Data items:
BEGIN
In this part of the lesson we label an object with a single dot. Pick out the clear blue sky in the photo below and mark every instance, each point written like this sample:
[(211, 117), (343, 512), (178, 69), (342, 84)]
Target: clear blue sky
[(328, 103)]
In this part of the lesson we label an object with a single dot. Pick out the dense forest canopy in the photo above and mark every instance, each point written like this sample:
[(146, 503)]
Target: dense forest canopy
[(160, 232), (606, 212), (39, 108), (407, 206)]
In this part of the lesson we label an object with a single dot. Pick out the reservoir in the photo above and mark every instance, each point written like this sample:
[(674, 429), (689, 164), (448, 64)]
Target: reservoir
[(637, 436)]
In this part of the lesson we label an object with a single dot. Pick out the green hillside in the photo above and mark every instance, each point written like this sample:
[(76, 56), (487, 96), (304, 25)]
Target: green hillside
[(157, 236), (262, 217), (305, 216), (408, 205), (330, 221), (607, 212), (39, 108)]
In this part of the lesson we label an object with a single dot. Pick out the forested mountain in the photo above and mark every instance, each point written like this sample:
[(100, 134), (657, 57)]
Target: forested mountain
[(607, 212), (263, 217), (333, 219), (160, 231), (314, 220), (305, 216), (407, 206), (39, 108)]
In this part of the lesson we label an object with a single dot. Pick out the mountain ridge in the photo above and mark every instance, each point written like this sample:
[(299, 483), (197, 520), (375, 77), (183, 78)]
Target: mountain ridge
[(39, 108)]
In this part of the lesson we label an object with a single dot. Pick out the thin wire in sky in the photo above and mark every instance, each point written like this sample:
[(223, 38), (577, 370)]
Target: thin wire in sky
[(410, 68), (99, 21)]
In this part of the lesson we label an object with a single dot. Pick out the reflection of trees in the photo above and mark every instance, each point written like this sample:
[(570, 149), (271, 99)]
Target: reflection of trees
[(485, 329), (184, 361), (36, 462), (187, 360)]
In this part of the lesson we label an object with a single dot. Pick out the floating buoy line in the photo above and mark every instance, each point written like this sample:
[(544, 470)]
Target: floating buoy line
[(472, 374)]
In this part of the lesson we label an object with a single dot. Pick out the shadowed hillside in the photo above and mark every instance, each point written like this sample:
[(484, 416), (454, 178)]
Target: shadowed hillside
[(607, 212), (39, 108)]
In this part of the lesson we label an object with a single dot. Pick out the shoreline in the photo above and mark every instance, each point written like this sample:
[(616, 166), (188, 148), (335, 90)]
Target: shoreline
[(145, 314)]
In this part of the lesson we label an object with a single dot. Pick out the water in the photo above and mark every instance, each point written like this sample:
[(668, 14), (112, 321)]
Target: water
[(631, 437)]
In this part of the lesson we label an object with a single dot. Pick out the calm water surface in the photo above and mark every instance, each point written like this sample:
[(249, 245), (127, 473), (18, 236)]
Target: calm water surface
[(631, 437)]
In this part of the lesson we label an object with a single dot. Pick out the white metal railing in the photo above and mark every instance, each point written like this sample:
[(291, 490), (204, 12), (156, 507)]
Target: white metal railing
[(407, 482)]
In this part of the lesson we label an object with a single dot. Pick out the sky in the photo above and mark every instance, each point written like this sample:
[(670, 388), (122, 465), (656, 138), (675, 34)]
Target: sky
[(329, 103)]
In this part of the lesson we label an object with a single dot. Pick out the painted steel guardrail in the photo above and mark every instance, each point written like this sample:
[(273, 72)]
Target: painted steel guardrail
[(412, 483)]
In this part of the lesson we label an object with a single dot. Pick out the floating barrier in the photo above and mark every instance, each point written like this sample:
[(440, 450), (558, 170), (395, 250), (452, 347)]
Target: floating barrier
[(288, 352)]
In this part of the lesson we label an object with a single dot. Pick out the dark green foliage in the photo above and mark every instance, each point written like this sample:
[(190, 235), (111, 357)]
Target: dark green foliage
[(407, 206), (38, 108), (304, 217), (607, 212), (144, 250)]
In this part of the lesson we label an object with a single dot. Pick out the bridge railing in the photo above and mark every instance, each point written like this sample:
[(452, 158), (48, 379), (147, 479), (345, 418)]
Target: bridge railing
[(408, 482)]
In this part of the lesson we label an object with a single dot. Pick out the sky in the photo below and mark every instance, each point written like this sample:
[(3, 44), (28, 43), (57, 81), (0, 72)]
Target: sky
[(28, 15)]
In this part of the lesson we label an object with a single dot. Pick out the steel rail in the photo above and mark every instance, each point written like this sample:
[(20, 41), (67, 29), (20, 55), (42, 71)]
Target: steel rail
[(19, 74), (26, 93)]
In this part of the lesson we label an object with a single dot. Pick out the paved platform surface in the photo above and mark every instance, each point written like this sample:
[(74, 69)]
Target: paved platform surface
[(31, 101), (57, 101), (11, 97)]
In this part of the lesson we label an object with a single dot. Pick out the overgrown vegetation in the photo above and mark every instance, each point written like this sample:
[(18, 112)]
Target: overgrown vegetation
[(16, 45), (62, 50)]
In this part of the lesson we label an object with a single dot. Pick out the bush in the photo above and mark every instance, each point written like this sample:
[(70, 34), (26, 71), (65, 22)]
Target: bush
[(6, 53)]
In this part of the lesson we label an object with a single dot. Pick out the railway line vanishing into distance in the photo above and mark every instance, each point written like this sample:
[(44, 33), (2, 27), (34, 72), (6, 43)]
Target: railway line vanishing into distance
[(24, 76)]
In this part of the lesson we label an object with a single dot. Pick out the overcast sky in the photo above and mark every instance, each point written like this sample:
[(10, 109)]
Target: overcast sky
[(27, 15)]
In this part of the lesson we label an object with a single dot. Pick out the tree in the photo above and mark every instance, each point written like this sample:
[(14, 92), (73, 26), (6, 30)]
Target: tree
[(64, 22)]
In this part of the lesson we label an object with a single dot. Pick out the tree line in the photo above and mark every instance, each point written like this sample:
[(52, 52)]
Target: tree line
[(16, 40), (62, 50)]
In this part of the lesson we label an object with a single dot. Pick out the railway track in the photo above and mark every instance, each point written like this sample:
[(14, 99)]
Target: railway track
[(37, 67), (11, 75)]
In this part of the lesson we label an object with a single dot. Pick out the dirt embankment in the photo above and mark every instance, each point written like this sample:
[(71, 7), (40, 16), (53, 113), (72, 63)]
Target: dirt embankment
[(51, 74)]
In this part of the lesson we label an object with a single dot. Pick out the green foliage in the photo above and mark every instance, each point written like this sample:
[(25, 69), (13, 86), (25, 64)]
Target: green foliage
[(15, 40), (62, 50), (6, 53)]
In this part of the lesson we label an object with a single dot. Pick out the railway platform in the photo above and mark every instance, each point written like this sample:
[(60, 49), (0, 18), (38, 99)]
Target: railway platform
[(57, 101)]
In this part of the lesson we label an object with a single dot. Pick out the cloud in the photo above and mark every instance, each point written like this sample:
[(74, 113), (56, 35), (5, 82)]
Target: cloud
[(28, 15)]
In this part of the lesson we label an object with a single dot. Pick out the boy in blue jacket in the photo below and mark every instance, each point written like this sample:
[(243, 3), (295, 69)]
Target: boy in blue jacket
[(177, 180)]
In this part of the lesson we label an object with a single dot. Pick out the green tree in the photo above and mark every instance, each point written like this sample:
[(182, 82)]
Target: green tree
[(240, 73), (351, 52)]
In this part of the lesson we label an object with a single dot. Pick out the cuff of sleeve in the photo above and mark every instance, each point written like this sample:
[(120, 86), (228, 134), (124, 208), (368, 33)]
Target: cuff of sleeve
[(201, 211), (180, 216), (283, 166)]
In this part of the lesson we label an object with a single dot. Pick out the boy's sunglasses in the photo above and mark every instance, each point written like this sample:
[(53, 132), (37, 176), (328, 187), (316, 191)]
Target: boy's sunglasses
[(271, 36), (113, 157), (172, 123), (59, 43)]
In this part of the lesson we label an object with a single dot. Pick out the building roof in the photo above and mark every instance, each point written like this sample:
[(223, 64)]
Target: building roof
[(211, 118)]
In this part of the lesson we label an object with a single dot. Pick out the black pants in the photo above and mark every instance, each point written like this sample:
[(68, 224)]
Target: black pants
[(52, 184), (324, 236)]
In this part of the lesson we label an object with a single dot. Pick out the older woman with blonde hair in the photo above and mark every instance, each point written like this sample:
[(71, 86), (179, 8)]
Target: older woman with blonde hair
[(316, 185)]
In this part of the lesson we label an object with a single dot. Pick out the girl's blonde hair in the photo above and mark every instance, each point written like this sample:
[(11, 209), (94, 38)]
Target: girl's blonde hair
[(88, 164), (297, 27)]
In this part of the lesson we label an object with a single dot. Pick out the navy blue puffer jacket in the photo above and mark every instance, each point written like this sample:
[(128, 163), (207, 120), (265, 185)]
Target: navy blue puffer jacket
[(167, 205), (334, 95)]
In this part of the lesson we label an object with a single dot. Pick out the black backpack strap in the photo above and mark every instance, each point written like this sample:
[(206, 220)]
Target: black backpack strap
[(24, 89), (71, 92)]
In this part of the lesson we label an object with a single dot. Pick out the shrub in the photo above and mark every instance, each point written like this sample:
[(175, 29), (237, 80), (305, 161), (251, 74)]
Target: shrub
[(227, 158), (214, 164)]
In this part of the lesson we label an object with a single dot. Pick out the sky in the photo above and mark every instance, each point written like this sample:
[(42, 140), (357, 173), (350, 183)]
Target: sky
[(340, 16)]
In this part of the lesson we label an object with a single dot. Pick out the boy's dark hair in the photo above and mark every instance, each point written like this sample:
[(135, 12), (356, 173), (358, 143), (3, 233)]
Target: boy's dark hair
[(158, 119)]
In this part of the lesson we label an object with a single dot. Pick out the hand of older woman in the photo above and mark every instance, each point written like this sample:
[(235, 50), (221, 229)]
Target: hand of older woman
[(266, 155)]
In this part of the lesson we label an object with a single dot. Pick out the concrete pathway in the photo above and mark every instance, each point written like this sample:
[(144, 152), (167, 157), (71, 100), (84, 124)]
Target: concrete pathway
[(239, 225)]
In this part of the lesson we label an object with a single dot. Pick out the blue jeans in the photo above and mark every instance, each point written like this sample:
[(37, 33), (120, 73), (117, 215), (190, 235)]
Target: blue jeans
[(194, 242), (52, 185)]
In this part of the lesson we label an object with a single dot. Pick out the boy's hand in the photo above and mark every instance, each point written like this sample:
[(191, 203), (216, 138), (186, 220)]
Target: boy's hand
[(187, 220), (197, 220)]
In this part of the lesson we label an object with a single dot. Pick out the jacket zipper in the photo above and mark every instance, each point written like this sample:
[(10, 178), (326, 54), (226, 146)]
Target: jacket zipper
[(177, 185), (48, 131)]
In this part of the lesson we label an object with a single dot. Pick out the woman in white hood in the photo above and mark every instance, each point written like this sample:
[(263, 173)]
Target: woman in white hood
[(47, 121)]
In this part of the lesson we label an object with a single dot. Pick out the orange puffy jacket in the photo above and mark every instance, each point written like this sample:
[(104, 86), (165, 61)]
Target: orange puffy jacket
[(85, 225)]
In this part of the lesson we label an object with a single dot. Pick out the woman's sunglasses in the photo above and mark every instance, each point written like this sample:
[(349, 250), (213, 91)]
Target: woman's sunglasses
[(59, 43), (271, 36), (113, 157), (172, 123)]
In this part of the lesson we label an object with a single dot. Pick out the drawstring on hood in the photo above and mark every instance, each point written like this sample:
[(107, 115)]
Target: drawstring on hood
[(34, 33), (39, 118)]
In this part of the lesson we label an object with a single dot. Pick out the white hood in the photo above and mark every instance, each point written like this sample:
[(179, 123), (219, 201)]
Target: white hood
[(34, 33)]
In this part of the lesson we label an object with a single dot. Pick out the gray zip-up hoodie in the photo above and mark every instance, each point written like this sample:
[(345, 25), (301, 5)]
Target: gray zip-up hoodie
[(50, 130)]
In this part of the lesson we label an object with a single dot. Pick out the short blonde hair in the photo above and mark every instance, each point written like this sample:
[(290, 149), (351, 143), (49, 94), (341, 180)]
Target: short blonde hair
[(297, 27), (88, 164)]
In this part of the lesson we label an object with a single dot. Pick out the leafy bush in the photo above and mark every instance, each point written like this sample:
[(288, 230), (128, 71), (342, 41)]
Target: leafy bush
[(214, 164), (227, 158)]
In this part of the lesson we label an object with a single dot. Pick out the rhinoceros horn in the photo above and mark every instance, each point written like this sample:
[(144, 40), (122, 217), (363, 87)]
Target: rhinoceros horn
END
WORK TO BE COMPLETED ▸
Rewrite the material from the line containing "out the drawstring" through the end, switching each "lesson" to "exercise" and keeping everything else the same.

REPLY ▸
In this part of the exercise we label an object with a single dot. Pick out the drawstring on hood in the photo above and mark every instance, each point written like this sample:
[(107, 115)]
Target: drawstring on hood
[(34, 33), (39, 118)]
In this part of the exercise we label an object with a single dot. Pick out the white hood in the photo above and mark every instance, each point written like this sample:
[(179, 123), (219, 201)]
Target: white hood
[(34, 33)]
In this part of the exercise we label an object with a single dot. Pick out the gray zip-up hoodie in the photo above and mark every instance, each point written like this sample:
[(345, 25), (301, 5)]
Target: gray zip-up hoodie
[(50, 130)]
In this part of the exercise we label an object with a single dot. Pick out the short blonde hair in the photo above and mark every instance, each point written like this sample:
[(290, 149), (351, 143), (49, 94), (341, 180)]
Target: short blonde hair
[(297, 27), (88, 164)]
In this part of the exercise we label an object with a single dot. Pick out the leafy bush in the photo above and mark every instance, each point written like this sample:
[(288, 230), (128, 71), (342, 41)]
Target: leafy bush
[(214, 164), (227, 158)]
In this part of the exercise we label an object with a single dot. Pick out the rhinoceros horn in the photo above and mark every instance, each point written like this sample:
[(144, 40), (122, 217), (363, 87)]
Target: rhinoceros horn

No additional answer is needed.